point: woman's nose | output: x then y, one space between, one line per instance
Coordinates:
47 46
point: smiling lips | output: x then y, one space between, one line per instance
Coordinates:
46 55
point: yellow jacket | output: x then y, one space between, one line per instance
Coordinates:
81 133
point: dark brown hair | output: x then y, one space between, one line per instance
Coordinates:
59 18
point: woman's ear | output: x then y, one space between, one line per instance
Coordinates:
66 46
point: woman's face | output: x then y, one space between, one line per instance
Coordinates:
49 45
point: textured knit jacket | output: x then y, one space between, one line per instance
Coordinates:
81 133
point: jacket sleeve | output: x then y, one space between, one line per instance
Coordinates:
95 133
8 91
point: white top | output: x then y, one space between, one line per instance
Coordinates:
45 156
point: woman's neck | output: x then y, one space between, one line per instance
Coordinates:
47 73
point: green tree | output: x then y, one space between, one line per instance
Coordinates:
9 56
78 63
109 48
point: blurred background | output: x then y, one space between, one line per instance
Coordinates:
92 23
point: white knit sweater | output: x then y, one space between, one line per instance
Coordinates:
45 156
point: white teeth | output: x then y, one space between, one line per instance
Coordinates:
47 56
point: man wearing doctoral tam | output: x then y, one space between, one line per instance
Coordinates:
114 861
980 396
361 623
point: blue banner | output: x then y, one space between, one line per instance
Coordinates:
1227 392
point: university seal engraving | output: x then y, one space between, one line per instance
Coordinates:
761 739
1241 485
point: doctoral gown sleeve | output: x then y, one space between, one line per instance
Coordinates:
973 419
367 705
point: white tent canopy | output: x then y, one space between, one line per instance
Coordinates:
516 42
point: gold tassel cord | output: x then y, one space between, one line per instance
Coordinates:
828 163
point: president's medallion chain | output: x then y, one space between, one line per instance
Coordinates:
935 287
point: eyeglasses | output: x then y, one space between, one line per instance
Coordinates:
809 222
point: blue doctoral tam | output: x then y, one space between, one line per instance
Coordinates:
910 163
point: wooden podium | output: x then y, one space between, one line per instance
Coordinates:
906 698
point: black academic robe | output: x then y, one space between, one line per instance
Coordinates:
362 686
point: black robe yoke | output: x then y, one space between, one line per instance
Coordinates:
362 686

* * * * * * * * *

-- Problem requirements --
Copy out all of the records above, swapping every "Coordinates" for "Positions" and leaving everything else unchanged.

-- Output of the exercise --
point: woman's nose | output: x then y, one space between, one line per instance
Positions:
47 46
point: smiling lips | output: x then y, one space between, one line per instance
Positions:
46 55
point: yellow jacket | output: x then y, one space between, one line per instance
Positions:
81 133
point: dark brown hair | output: x then y, one space between, one line per instance
Positions:
59 18
point: woman's ear | output: x then y, one space between, one line per instance
Positions:
66 46
point: woman's face | output: x then y, one space between, one line per instance
Positions:
49 45
point: textured knit jacket | output: x then y, one space between, one line per instance
Positions:
81 133
point: jacket sleeve | output: x then y, one space between, one line per instance
Positions:
95 133
8 91
point: white top | output: x then y, one space between, one line per instance
Positions:
45 156
point: woman's neck | output: x then y, one space between, one line per instance
Positions:
47 73
point: green tree | output: x then y, one space between, one line per instance
Positions:
9 56
78 63
109 48
point: blurred background | output: x then y, one space between, one line per instance
Positions:
92 23
point: white knit sweater | output: x then y, one space between, one line per instance
Positions:
45 156
point: white teeth | output: x then y, one space between, one line per instance
Positions:
47 56
point: man wearing doctoral tam | output: x then y, one space between, one line per instance
Positions:
114 861
980 396
361 623
point: blue banner | output: x then y, one space between, one line per instance
Positions:
1227 392
point: university seal engraving | output: x then y, one space between, one line per instance
Positions:
761 739
1241 485
point: doctoral gown sleeve | output: x then y, one space between, one line per instance
Positions:
973 419
367 705
point: white tent canopy | output: x then y, one space between, one line per instance
Positions:
516 42
point: gold tassel cord | output: x then y, one space between, one line per instance
Positions:
828 163
point: president's medallion chain | output: x then y, one space between, one line per instance
Positions:
935 287
point: eyeglasses | output: x then y, one space between, one line per instance
Positions:
809 222
point: blue doctoral tam | output: x then y, one space between, one line per instance
Positions:
910 163
point: wooden podium | output: x then y, one space between, one line per instance
Positions:
906 698
point: black academic robe | output: x then y, one space between, one line per instance
Positions:
362 686
point: black robe yoke | output: x then y, one space between, one line per instance
Positions:
362 686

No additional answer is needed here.